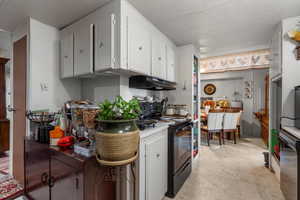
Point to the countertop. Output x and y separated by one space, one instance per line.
159 127
292 130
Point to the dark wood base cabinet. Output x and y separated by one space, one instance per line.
52 174
4 136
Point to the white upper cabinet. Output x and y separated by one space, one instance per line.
105 42
116 36
83 49
67 58
158 57
170 64
139 46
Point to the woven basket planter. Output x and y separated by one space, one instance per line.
117 142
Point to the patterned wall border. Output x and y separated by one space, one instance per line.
258 59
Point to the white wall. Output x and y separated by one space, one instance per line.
108 87
127 93
183 74
5 52
101 88
44 70
290 71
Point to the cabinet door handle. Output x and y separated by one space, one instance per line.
44 178
51 181
101 45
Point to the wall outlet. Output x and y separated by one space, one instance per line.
44 87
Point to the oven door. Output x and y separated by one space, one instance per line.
182 146
288 167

- Description of the task
Render everything from the line containing "Point to the cabinet" down to the end of the rows as a two-column CSV with the header text,coordinates. Give one line per "Point to" sentence, holding that sentence and the coordinate lines that follow it, each in its own quoted field with line breaks turned into spaces.

- Task solution
text,coordinates
"Point to the cabinet door handle. Output x and y separated by one space, one instance per line.","44 178 51 181 101 45"
"Point to the wall outlet. Output x and y separated by one space, one instance per line.","44 87"
"Point to the oven door. Output x and y separated by one space, one instance per line.","182 146 288 167"